### [Excerpt]
BEGIN
A complaint filed with the National Labor Relations Board against St. Charles Health System by the Service Employees International Union Local 49 could delay a union decertification vote by about a month -- and depending on the outcome, could scrap the vote entirely, an official said Tuesday.
The roughly 600 members of the union, voted in narrowly early last year, had been scheduled to vote Wednesday on whether to oust the union, which has been unable to negotiate a first contract with St. Charles Medical Center-Bend. At least 30 percent of workers have to sign a petition to request such a vote, said NLRB spokeswoman Nancy Cleeland in Washington, D.C.
But last Friday, SEIU officials filed a unfair labor practice charge against St. Charles, alleging, among other things, that the hospital "has interfered with, restrained and coerced its employees" and "discriminated against them because of their union or other protected activity."
"Management has really -- it's really breaking the law and creating a very hostile environment for its workers," Felisa Hagins, SEIU Local 49 political director, said Wednesday.
The accusations range from terminating workers for pro-union activities to surveillance and intimidation of workers to bad-faith bargaining.
"At first I was surprised with the blocking of the vote," said Chris Buck, an ER technician and one of nearly 600 service workers at the hospital. "In my opinion, I think we have the majority to decertify the union."
"I love my job at St. Charles," Buck said. "I've always loved my job at St. Charles."
Buck said he's never had any issues with upper management or not being paid overtime, and sees no need for a union.
END
### [Apply what you read]
[a] In the article about the St. Charles union vote, what share of workers must sign a petition to request a decertification vote?
[b] Name every person mentioned by name in the article about the St. Charles union vote.
[c] Pick up the news story on the St. Charles union vote after its final sentence and write the next part.

(Referring expression pointing data)
BEGIN
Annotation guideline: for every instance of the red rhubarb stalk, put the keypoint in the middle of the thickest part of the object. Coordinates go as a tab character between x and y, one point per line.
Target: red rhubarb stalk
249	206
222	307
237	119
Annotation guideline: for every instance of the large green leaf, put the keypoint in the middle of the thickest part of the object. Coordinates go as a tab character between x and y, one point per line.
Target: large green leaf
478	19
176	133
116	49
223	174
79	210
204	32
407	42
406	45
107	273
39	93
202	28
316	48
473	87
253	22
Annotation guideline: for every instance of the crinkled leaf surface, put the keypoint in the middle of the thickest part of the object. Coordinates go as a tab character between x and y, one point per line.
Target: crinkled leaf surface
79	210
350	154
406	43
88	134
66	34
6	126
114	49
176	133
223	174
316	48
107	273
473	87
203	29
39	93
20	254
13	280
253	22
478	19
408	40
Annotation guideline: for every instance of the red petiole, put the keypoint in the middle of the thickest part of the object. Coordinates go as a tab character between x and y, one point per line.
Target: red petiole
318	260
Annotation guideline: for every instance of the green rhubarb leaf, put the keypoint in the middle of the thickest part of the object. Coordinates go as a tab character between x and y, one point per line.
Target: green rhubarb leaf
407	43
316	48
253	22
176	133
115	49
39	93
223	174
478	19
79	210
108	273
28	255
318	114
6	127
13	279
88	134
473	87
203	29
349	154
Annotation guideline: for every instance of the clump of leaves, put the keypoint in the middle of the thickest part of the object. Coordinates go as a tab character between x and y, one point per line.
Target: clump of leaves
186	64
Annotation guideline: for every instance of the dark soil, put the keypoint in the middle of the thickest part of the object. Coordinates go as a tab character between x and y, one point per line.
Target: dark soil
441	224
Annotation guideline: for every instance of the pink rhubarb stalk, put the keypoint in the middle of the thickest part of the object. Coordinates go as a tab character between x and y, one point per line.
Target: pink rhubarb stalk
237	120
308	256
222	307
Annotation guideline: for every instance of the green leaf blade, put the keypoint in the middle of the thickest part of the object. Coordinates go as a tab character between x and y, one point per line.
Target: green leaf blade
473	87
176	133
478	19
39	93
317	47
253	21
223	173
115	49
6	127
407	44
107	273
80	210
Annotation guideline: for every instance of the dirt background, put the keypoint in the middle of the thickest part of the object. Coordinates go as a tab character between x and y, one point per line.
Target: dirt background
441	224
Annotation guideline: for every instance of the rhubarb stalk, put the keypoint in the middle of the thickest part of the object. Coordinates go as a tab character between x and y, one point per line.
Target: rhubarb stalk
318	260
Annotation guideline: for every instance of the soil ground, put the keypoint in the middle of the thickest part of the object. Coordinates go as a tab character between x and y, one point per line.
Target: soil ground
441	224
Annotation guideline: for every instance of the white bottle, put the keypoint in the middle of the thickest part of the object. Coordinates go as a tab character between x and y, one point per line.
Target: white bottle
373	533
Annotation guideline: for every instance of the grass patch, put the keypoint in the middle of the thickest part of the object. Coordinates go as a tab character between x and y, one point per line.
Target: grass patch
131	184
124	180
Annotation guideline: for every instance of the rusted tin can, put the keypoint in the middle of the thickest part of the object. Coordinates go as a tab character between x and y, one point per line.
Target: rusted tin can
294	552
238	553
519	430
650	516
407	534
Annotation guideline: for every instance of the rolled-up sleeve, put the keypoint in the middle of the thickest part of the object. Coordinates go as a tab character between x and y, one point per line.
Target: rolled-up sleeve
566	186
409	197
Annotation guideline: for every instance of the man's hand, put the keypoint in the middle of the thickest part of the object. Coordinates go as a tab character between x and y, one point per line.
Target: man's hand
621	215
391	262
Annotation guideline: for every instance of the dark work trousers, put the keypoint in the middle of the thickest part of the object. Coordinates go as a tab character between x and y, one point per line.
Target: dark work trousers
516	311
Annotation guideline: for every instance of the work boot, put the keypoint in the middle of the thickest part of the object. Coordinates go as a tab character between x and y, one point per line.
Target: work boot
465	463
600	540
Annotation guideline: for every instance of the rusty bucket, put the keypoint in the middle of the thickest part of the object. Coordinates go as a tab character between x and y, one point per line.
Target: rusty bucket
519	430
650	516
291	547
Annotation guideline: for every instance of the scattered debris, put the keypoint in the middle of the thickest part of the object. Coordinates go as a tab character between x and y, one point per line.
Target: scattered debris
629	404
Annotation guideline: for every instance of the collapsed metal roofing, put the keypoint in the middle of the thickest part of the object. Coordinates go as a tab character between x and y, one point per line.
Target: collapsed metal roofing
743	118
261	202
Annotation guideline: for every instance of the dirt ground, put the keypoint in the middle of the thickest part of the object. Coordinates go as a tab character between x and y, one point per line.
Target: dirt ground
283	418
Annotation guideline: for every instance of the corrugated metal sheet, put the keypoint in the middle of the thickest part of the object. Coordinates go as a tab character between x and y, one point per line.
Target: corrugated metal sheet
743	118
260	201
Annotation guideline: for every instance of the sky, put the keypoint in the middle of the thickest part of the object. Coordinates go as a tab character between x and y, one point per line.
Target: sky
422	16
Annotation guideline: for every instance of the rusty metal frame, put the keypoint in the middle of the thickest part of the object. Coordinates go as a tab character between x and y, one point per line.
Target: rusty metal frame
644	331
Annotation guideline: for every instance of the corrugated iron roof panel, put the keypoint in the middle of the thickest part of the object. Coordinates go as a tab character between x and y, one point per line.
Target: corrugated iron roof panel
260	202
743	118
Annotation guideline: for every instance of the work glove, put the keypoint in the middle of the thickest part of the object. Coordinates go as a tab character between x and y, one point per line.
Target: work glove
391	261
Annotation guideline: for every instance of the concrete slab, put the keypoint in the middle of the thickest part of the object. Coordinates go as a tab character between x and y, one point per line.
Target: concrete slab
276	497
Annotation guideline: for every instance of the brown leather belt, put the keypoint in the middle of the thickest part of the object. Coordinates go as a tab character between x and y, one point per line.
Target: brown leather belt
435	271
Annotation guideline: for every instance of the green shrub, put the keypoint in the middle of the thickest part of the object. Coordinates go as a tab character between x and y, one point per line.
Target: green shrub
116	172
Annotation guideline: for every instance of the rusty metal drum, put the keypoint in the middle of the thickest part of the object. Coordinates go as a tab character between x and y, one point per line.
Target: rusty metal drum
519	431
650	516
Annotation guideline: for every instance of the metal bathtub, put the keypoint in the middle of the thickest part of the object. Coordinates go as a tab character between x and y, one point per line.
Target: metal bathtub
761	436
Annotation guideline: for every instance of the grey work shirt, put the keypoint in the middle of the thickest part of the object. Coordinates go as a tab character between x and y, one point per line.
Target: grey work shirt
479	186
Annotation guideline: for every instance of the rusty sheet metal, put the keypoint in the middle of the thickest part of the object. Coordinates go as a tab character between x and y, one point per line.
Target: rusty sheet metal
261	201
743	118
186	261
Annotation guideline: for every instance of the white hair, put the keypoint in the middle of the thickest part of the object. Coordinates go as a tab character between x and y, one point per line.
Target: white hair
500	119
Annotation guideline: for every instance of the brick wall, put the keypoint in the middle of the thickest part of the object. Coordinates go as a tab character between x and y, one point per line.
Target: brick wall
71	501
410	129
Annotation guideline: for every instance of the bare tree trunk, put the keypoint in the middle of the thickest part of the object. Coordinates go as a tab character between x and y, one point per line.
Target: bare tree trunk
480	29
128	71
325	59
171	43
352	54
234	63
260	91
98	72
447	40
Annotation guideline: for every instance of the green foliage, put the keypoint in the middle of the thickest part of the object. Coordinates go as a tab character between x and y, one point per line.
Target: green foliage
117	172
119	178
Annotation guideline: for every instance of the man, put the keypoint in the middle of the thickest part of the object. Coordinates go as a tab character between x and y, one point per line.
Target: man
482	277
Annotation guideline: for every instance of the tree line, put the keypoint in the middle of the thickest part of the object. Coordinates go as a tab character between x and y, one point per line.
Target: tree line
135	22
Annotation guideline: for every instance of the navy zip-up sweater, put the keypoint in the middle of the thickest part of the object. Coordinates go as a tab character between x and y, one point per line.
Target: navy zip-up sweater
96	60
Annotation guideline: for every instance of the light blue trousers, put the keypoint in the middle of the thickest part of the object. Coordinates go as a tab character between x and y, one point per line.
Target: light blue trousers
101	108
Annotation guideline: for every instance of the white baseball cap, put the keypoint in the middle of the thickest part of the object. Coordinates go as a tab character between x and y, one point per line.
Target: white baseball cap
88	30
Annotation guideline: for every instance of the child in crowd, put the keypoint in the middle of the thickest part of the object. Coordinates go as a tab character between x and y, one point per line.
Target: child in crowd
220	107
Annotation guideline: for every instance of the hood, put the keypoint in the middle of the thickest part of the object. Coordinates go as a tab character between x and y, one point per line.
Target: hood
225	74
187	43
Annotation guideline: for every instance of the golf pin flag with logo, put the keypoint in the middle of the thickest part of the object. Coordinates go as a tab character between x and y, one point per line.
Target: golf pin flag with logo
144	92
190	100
END
### [Exercise answers]
[a] At least 30 percent.

[b] Nancy Cleeland, Felisa Hagins, Chris Buck

[c]
"To me, we have always had a voice," Buck said. "It just depends on if you're willing to stand up and use that voice without that third party present."
At the largest private employer in Central Oregon, the union flap has sparked some sharp divisions the community is noticing.
"I think it's taken a lot of time and energy on both the hospital part and the employee part," said Bend resident Linda Burgel.
Buck says his voice has been drowned out by the pro-union side. He said when he would put up a flier of how he felt next to one of the SEIU fliers, it got torn down.
"To me, it just seems like I was trying my opinion was being nullified -- and that just fired me up and inspired me to actually speak up now," Buck said.
Despite the lack of a contract, SEIU officials believe most workers are on their side.
"i think we have shown a strong majority," Hagins said. "I think workers continue to step up to keep and show their majority."
The complaint also claimed three workers were terminated last week "because of their union activity" and that the hospital "has refused to bargain in good faith" with SEIU.
The hospital has denied such claims and called Friday's filing "disappointing."
Cleeland said an NLRB investigator was on site at the hospital Tuesday to interview those involved.
Cleeland disputed the interpretation the union gave in the headline of a media advisory Tuesday that said the NLRB had found "sufficient cause to block (the) upcoming election."
Instead, she said, regional officials told her the union's allegations "are sufficient to potentially impact the election, and therefore it is appropriate to block the election" for the time being, to investigate the SEIU's claims.
The NLRB is handling the matter as "a priority investigation, because it is holding up an election," Cleeland said.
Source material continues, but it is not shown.